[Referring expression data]
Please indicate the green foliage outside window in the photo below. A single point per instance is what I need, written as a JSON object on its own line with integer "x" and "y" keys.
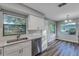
{"x": 14, "y": 25}
{"x": 52, "y": 27}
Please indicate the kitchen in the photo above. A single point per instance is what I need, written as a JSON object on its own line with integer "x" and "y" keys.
{"x": 26, "y": 37}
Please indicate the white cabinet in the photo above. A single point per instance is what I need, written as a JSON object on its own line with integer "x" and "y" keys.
{"x": 35, "y": 23}
{"x": 20, "y": 49}
{"x": 1, "y": 51}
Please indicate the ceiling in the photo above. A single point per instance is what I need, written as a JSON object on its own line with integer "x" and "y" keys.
{"x": 53, "y": 12}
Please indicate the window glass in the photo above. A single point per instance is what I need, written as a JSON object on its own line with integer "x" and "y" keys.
{"x": 14, "y": 25}
{"x": 52, "y": 27}
{"x": 68, "y": 28}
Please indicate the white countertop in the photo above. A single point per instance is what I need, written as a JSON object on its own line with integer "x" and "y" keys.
{"x": 30, "y": 37}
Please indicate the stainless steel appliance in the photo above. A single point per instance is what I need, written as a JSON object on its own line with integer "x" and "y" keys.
{"x": 36, "y": 46}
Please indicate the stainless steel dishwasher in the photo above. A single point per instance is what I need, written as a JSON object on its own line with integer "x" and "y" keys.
{"x": 36, "y": 46}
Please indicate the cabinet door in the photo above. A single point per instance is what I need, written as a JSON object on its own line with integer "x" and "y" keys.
{"x": 35, "y": 23}
{"x": 1, "y": 51}
{"x": 32, "y": 22}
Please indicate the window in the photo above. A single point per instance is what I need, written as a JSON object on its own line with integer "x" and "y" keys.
{"x": 68, "y": 28}
{"x": 14, "y": 25}
{"x": 52, "y": 27}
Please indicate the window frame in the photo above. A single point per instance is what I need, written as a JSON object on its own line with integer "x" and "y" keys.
{"x": 14, "y": 25}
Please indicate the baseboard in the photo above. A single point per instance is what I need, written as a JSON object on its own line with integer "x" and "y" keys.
{"x": 67, "y": 41}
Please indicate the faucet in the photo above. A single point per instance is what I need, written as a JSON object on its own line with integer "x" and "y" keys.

WHAT TO PRODUCE —
Repeat each entry exactly as given; no pictures belong in the copy.

ANSWER TO THIS EXERCISE —
Please indicate the green foliage outside window in the photo below. A single point per instance is what I need, written as a JSON object on its own line with integer "x" and "y" keys.
{"x": 14, "y": 25}
{"x": 52, "y": 27}
Please indicate the kitchen in the photo above. A single point per instance is what I need, written as a JSON object on its own line with integer "x" and "y" keys.
{"x": 26, "y": 37}
Please indicate the white cabinet in the photo above. A single point per instance is what I need, written as a JSON object on its own line with integer "x" and "y" keys.
{"x": 35, "y": 23}
{"x": 20, "y": 49}
{"x": 1, "y": 51}
Please indicate the ceiling in the photo above. A single point per instance is what I need, written as a JSON object on its own line with integer "x" and "y" keys.
{"x": 53, "y": 12}
Please indicate the window glass in the photo above. A single point per instance is what I need, written as a JSON object on its own line with integer "x" and "y" keys.
{"x": 14, "y": 25}
{"x": 52, "y": 27}
{"x": 68, "y": 28}
Please indicate the white countertop in the photo above. A single point per instance is what I need, written as a JSON object on its own line with integer "x" and "y" keys.
{"x": 30, "y": 37}
Please indicate the stainless steel appliance in the photo above. A single point per instance is what I need, written as a JSON object on its own line with integer "x" and "y" keys.
{"x": 36, "y": 46}
Please indicate the stainless steel dishwasher in the photo above. A single point per instance is what I need, written as a JSON object on its own line with integer "x" and "y" keys.
{"x": 36, "y": 46}
Please indicate the cabinet door in the photo above. A single point per instance is what I need, written as a JSON object on its own line with integer "x" and "y" keys.
{"x": 35, "y": 23}
{"x": 1, "y": 51}
{"x": 32, "y": 22}
Please indicate the window in the photo above. A single point per instance is what I need, written as a JSON object on its own line with integer "x" and "y" keys.
{"x": 68, "y": 28}
{"x": 14, "y": 25}
{"x": 52, "y": 27}
Please indicate the window frame in the photo above. A single point per instance is what I need, written as a JSON object on its own line with integer "x" and "y" keys.
{"x": 14, "y": 25}
Please indicate the baseboard in the photo above. A single point per instance is what I need, written as a JSON object on its own line with integer "x" and "y" keys.
{"x": 67, "y": 41}
Please indicate the faucet in the photo above. A single point per instance is what I need, written as a JSON object on its own line with integer "x" and "y" keys.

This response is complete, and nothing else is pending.